• Problem Tanımı 1
Aşağıdaki ifadelerin roman söyleşisiyle uyuşup uyuşmadığını evet ya da hayır ile belirtin ve her birine karar veren sözleri metinden aynen aktarın. (a) Roman, Hep Kitap etiketiyle yayımlanmıştır. (b) Metne göre roman yalnızca bir aşk romanıdır. (c) Roman uzun zamandır raflarda bulunmaktadır.
• Problem Tanımı 2
Roman söyleşisini, gösterilen son cümlenin ardından devam ettirin.

• Gösterilen Metin
_ _ _ _ _ _ _

Bir fotoğrafın peşinden…

Köprüde Durup Beni Öpmesini Bekleyeceğim isimli romanı Hep Kitap etiketiyle yayımlanan Gözde Kurt’la keyifli bir söyleşi gerçekleştirdik.

Üzüntüyle yıpranmış bir hayatın, bir fotoğrafın peşindeyken uğradığı değişimi anlattığı romanı ve edebiyat üzerine merak ettiklerimizi sorduk.

Henüz raflardaki yerini yeni almışken oldukça dikkat çeken temasıyla Köprüde Durup Beni Öpmesini Bekleyeceğim sadece bir aşk romanı değil… Plansız bir yol hikayesi aynı zamanda, kendini arayanların hikayesi…

  • Köprüde Durup Beni Öpmesini Bekleyeceğim” isimli romanınız Hep Kitap etiketiyle yayımlandı. Romanınızı nasıl tanımlarsınız? Bir yol hikayesi ya da bir aşk hikayesi diyebilir miyiz? Ya da nasıl ifade etmeliyiz?

_ _ _ _ _ _ _

[Bir veri kümesinden alıntı]
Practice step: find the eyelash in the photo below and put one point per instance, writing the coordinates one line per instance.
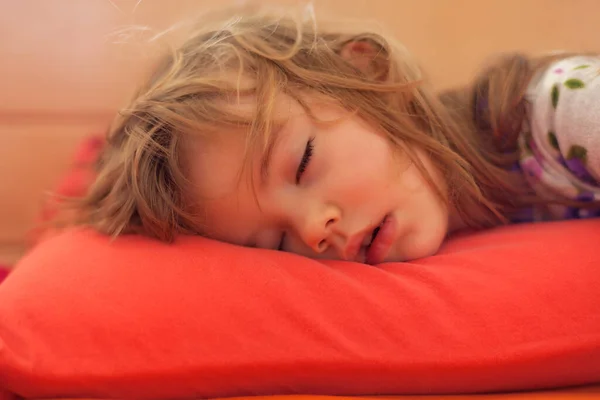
(308, 152)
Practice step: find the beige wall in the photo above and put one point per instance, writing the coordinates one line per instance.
(62, 75)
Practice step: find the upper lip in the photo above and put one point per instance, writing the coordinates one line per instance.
(355, 242)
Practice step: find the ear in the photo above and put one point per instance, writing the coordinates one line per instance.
(367, 56)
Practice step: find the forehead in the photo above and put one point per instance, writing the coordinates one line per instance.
(222, 193)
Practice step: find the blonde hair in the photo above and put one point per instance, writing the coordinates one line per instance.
(141, 183)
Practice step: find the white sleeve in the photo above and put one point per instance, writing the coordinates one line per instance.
(565, 116)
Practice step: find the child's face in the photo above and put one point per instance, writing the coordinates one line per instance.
(352, 181)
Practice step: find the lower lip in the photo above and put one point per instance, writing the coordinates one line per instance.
(380, 247)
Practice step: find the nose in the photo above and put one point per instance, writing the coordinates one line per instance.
(317, 226)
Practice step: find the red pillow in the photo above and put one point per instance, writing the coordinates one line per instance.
(509, 309)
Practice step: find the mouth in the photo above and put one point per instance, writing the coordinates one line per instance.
(369, 239)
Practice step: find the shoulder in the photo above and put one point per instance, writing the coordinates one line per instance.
(564, 114)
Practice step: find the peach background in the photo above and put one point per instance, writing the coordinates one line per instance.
(62, 75)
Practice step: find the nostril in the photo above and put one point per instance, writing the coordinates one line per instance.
(322, 245)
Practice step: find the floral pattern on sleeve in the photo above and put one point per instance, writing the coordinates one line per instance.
(560, 144)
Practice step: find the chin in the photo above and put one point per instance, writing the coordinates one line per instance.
(417, 245)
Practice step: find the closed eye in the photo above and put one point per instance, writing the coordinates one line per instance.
(281, 245)
(308, 152)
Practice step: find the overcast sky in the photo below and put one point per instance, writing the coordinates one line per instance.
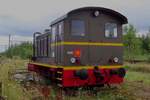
(23, 17)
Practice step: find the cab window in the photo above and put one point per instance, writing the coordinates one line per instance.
(54, 32)
(77, 28)
(111, 30)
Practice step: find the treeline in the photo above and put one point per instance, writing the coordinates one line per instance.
(136, 47)
(23, 50)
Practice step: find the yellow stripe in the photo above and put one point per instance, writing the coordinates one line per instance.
(78, 67)
(87, 43)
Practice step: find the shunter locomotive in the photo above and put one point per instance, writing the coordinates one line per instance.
(82, 48)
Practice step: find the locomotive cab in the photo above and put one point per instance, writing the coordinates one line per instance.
(94, 33)
(82, 48)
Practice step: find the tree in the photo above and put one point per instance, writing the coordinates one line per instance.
(146, 43)
(131, 43)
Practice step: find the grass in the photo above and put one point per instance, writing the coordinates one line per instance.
(137, 82)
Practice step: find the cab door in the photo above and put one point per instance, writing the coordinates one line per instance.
(96, 30)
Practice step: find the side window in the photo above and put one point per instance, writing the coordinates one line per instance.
(77, 28)
(60, 28)
(111, 30)
(54, 31)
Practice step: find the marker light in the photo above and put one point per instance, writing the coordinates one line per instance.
(96, 13)
(77, 53)
(73, 60)
(116, 59)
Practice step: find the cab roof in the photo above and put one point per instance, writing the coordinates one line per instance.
(111, 12)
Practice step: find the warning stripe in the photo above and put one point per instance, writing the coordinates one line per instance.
(77, 67)
(87, 43)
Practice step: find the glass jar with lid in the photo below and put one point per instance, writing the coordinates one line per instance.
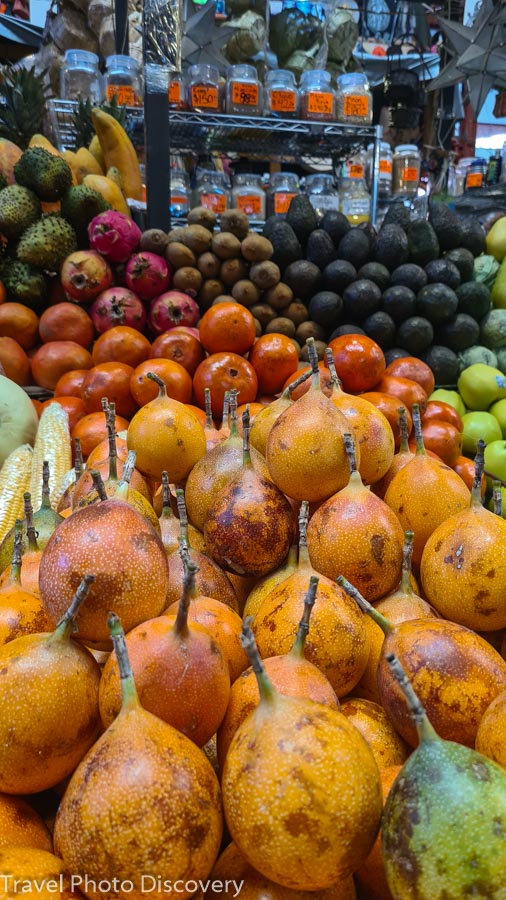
(283, 187)
(79, 76)
(317, 99)
(244, 91)
(248, 195)
(354, 99)
(406, 170)
(123, 80)
(212, 191)
(281, 97)
(204, 88)
(322, 192)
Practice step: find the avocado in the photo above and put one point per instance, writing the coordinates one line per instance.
(287, 248)
(380, 327)
(474, 299)
(354, 247)
(423, 242)
(338, 275)
(459, 333)
(325, 308)
(304, 278)
(410, 275)
(320, 248)
(415, 334)
(464, 260)
(399, 302)
(301, 216)
(444, 272)
(437, 303)
(361, 298)
(375, 272)
(391, 247)
(444, 364)
(446, 224)
(336, 225)
(472, 235)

_ _ _ _ _ _ _

• Nihai Cevap 1
(a) Evet: "Hep Kitap etiketiyle yayımlanan Gözde Kurt’la"
(b) Hayır: "sadece bir aşk romanı değil…"
(c) Hayır: "Henüz raflardaki yerini yeni almışken"

• Nihai Cevap 2
Köprüde Durup Beni Öpmesini Bekleyeceğim” kendini sorgulama, arama, bulma konusunda çokça dertli olduğumuz şu karman çorman zamanlarda, anlatıcımızın kendi kaosunu aşk dediğimiz olgunun ipini kullanarak örmesini anlatıyor. Sadece aşk, sadece yol hikayesi değil, içinde hepsi var. Dostluk da, savaşlar da, haksızlıklar ve mutluluklar da… Tıpkı hayatın kendisi gibi. Anlatıcımızın savrulduğu olaylar üzerinden dile getirme derdinde olduğum şey şu; insan kendini tanıyabilmek ve gerçekleştirebilmek adına içsel bir karmaşaya batıp çıkmalı evvela. Öyle yuvarlanıp gitmekle olmuyor. Bu içsel arayışta tehlikeli şekilde dibe sürüklenip kaybolabiliyorsunuz ama bu kayıp olma durumu sonsuza dek sürmüyor. Er ya da geç kendinizle daha yakınlaşmış şekilde su yüzüne çıkıyorsunuz. Ağrılı bir süreçten bahsediyorum. O ağrıyı çekmeyi göze alırsanız ödülünüz, kendinizi gerçekleştirme yolunda mesafe kat etmeniz oluyor. Kitabımda da belirttiğim gibi “İnsanın kendini gerçekleştirebilmesi bir mucizedir.” İşte bu mucizenin peşinden giden bir roman benimki.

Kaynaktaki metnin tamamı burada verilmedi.